Annotated coordinate records
————————

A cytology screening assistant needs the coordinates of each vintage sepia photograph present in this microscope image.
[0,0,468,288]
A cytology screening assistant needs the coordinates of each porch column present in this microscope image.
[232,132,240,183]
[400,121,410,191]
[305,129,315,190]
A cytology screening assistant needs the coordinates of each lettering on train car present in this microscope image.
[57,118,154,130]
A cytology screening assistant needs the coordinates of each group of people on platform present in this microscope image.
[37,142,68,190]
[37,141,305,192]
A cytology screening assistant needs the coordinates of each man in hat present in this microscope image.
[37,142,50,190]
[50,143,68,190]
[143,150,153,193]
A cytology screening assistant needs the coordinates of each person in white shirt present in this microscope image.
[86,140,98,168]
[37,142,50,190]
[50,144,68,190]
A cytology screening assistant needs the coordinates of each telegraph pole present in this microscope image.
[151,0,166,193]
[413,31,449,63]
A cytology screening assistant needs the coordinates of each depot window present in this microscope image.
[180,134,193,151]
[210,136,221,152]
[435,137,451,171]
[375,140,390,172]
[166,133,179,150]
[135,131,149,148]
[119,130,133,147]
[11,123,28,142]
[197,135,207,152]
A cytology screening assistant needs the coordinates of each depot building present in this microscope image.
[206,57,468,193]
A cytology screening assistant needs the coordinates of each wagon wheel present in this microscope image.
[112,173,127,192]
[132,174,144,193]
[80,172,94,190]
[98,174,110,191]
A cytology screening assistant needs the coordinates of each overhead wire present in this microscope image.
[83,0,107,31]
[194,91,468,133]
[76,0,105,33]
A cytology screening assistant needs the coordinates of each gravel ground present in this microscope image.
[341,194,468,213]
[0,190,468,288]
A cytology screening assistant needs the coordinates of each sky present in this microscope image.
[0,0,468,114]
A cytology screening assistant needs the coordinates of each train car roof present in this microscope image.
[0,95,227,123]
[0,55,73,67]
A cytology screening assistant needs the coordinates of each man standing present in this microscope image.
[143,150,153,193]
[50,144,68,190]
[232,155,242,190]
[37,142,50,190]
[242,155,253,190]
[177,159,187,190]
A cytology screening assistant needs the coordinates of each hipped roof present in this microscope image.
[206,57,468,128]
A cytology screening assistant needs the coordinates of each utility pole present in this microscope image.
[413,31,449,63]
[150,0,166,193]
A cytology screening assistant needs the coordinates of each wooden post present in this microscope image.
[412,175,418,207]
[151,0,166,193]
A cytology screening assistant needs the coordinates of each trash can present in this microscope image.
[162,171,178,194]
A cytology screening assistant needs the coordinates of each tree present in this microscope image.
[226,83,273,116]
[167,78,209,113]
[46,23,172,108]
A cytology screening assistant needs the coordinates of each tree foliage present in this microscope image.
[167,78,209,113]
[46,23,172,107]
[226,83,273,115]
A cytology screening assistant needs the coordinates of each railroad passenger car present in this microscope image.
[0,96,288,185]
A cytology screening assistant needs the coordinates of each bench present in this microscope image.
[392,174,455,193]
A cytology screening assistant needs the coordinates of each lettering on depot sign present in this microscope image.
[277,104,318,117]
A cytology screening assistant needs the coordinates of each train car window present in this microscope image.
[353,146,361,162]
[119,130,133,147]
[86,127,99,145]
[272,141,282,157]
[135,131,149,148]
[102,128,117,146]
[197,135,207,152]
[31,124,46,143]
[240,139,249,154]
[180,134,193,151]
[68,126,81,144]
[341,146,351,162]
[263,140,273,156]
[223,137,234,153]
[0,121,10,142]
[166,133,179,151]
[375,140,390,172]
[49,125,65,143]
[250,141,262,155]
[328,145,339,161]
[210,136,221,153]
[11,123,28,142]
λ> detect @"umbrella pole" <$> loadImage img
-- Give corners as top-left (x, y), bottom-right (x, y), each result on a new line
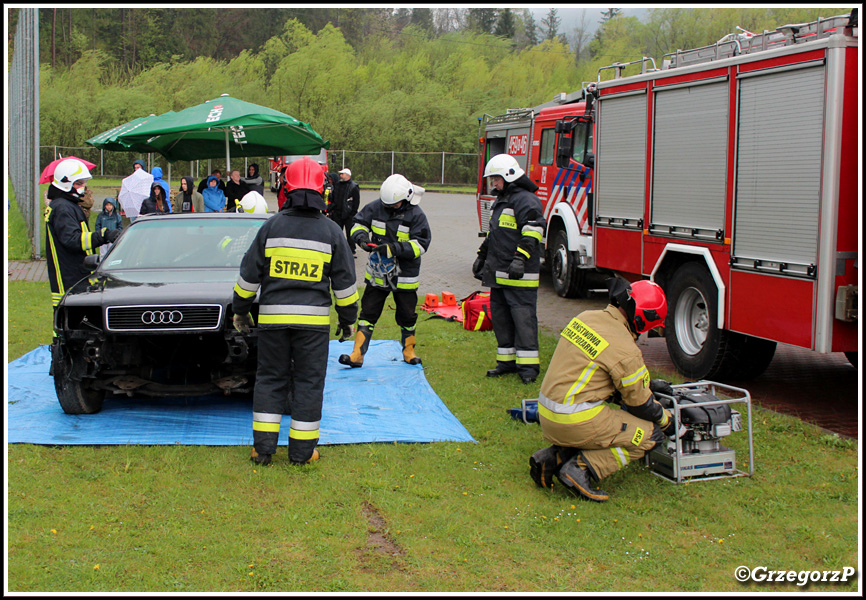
top-left (225, 129), bottom-right (232, 176)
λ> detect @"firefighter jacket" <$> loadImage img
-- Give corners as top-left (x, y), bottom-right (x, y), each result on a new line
top-left (478, 183), bottom-right (545, 288)
top-left (45, 185), bottom-right (108, 306)
top-left (232, 204), bottom-right (358, 330)
top-left (351, 199), bottom-right (430, 290)
top-left (538, 305), bottom-right (669, 437)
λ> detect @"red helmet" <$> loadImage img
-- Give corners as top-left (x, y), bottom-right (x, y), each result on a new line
top-left (286, 156), bottom-right (325, 194)
top-left (608, 277), bottom-right (668, 333)
top-left (631, 279), bottom-right (668, 333)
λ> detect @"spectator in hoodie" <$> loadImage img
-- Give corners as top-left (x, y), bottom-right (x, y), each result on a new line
top-left (201, 175), bottom-right (226, 212)
top-left (94, 198), bottom-right (123, 256)
top-left (138, 183), bottom-right (171, 216)
top-left (225, 169), bottom-right (250, 212)
top-left (171, 177), bottom-right (204, 214)
top-left (150, 167), bottom-right (171, 212)
top-left (241, 163), bottom-right (265, 199)
top-left (198, 169), bottom-right (226, 194)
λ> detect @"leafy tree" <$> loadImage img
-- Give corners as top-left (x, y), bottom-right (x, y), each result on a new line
top-left (493, 8), bottom-right (516, 39)
top-left (541, 8), bottom-right (562, 40)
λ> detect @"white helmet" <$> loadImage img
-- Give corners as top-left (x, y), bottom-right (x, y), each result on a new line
top-left (379, 173), bottom-right (424, 206)
top-left (235, 191), bottom-right (268, 215)
top-left (484, 154), bottom-right (524, 183)
top-left (51, 158), bottom-right (93, 192)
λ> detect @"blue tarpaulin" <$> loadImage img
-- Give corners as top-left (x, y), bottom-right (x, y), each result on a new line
top-left (6, 340), bottom-right (475, 446)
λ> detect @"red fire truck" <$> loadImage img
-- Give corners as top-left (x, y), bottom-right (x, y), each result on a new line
top-left (478, 9), bottom-right (860, 379)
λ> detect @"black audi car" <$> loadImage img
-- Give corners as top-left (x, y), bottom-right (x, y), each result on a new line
top-left (51, 213), bottom-right (268, 414)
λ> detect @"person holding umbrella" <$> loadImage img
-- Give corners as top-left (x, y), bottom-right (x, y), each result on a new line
top-left (45, 158), bottom-right (120, 310)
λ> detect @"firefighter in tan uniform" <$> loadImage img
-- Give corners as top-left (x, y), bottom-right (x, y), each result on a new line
top-left (529, 279), bottom-right (676, 502)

————————

* **WHAT YOU HAVE TO DO**
Can you repeat every one of the items above word for word, with the pictures left out?

* **WRITTEN ANSWER**
A cytology screening assistant needs the coordinates of each vintage sepia photograph present in this microscope image.
[0,0,468,288]
A cytology screening assistant needs the coordinates of each porch column present in this microscope image.
[232,132,240,183]
[400,121,410,191]
[305,129,315,190]
A cytology screening assistant needs the coordinates of each lettering on train car present in this microscope image.
[57,118,154,130]
A cytology screening assistant needs the coordinates of each group of people on platform present in this microscope image.
[37,142,68,190]
[37,141,305,192]
A cytology screening assistant needs the coordinates of each man in hat present in this microscope image.
[37,142,50,190]
[50,143,68,190]
[143,150,153,193]
A cytology screening assistant needs the coordinates of each person in white shirt present in this microscope image.
[86,140,98,168]
[37,142,50,190]
[50,144,68,190]
A cytology screening assistant needs the coordinates of each telegraph pole present in this microscope image.
[151,0,166,193]
[413,31,449,63]
A cytology screening assistant needs the coordinates of each depot window present in this microscope image.
[180,134,193,151]
[210,136,221,152]
[435,137,451,171]
[375,140,390,172]
[166,133,179,150]
[135,131,149,148]
[119,130,133,147]
[11,123,28,142]
[197,135,207,152]
A cytology screening assistant needs the coordinates of each depot building present in this microscope image.
[206,57,468,193]
A cytology screening assistant needs the coordinates of each wagon wheel present in this microscope image.
[112,173,127,192]
[132,174,144,193]
[80,172,94,190]
[98,174,110,191]
A cytology screening assistant needs the coordinates of each overhead wire present in this microscope image.
[83,0,107,31]
[194,91,468,133]
[76,0,105,33]
A cytology screening assistant needs the coordinates of each gravel ground present in this microscope image.
[341,194,468,213]
[0,190,468,288]
A cytology screening assistant needs the coordinates of each sky present in this microscope image.
[0,0,468,114]
A cytology screening assistant needs the coordinates of each train car roof present in this microscope image.
[0,95,227,123]
[0,55,73,67]
A cytology screening assistant needs the coordinates of each man standing present in this microscope image.
[143,150,153,193]
[50,144,68,190]
[232,155,242,190]
[37,142,50,190]
[242,155,253,190]
[177,159,187,190]
A cytology screening assistant needs the coordinates of each hipped roof present in this microscope image.
[206,57,468,128]
A cytology screening assistant needs the coordinates of each utility pole present in this microscope image.
[413,31,449,63]
[150,0,166,193]
A cytology screening assistant needs the coordinates of each wooden post present in this microscope image.
[412,175,418,207]
[151,0,166,193]
A cytology screening assistant needs the coordinates of each trash can present in this microscope image.
[162,171,178,194]
A cytology screening assistant needs the coordinates of each tree present in this microscope image.
[226,83,273,116]
[167,78,209,113]
[46,23,172,108]
A cytology screening assistant needs the coordinates of each tree foliage present in this microscope image.
[167,78,209,113]
[46,23,172,107]
[226,83,273,115]
A cytology screening assistant needs the coordinates of each railroad passenger car present in this microscope image.
[0,96,288,185]
A cytology screening assistant needs the coordinates of each bench present in this microscope image.
[392,174,455,193]
A cytology screening assistant needs the coordinates of each lettering on depot sign present in this microscope image.
[277,104,318,117]
A cytology screening assistant needs the coordinates of each train car window present in this microscope image.
[353,146,361,162]
[119,130,133,147]
[86,127,99,145]
[272,141,282,157]
[135,131,149,148]
[102,128,117,146]
[197,135,207,152]
[31,124,46,143]
[240,139,249,154]
[180,134,193,151]
[68,126,81,144]
[341,146,351,162]
[263,140,273,156]
[223,137,234,153]
[0,121,10,142]
[166,133,179,151]
[375,140,390,172]
[49,125,65,143]
[250,141,262,155]
[328,145,339,161]
[210,136,221,153]
[11,123,28,142]
λ> detect @"umbrella pole" <$> loadImage img
-- Give corners as top-left (x, y), bottom-right (x, y), each result on a new line
top-left (225, 129), bottom-right (232, 176)
λ> detect @"firefighter jacket" <$> loadImage img
-- Give corners as top-left (x, y), bottom-right (x, y), each result on a new line
top-left (478, 183), bottom-right (545, 288)
top-left (45, 185), bottom-right (108, 306)
top-left (232, 204), bottom-right (358, 330)
top-left (351, 199), bottom-right (430, 290)
top-left (538, 305), bottom-right (669, 437)
λ> detect @"red helmet" <$> loadImage img
-- Give corners as top-left (x, y), bottom-right (x, y), each result on a new line
top-left (286, 156), bottom-right (325, 194)
top-left (608, 277), bottom-right (668, 333)
top-left (631, 279), bottom-right (668, 333)
λ> detect @"spectator in hoodie" <$> loadImage img
-- Give corners as top-left (x, y), bottom-right (x, y), each result on a new line
top-left (201, 175), bottom-right (226, 212)
top-left (94, 198), bottom-right (123, 256)
top-left (138, 183), bottom-right (171, 216)
top-left (225, 169), bottom-right (250, 212)
top-left (171, 177), bottom-right (204, 214)
top-left (150, 167), bottom-right (171, 212)
top-left (241, 163), bottom-right (265, 199)
top-left (198, 169), bottom-right (226, 194)
λ> detect @"leafy tree" <$> loadImage img
-- Give corners as top-left (x, y), bottom-right (x, y), each result on a new line
top-left (493, 8), bottom-right (516, 39)
top-left (541, 8), bottom-right (562, 40)
λ> detect @"white helmet" <$> loadImage img
-- Give corners as top-left (x, y), bottom-right (x, y), each result on a new line
top-left (379, 173), bottom-right (424, 206)
top-left (235, 191), bottom-right (268, 215)
top-left (484, 154), bottom-right (524, 183)
top-left (51, 158), bottom-right (93, 192)
λ> detect @"blue tarpaulin" <$> loadImage img
-- Give corners as top-left (x, y), bottom-right (x, y), each result on a new line
top-left (6, 340), bottom-right (475, 446)
λ> detect @"red fire truck" <$> loadImage img
-- Give corners as top-left (x, y), bottom-right (x, y), each result on a new line
top-left (478, 9), bottom-right (860, 379)
λ> detect @"black audi car" <$> loadImage img
-- Give corners as top-left (x, y), bottom-right (x, y), each result on a new line
top-left (51, 213), bottom-right (268, 414)
λ> detect @"person holding umbrella" <$> loadImage img
-- Give corners as top-left (x, y), bottom-right (x, y), each result on a new line
top-left (45, 158), bottom-right (120, 310)
λ> detect @"firefighter in tan uniform" <$> loadImage img
-- Give corners as top-left (x, y), bottom-right (x, y), each result on a new line
top-left (529, 279), bottom-right (676, 502)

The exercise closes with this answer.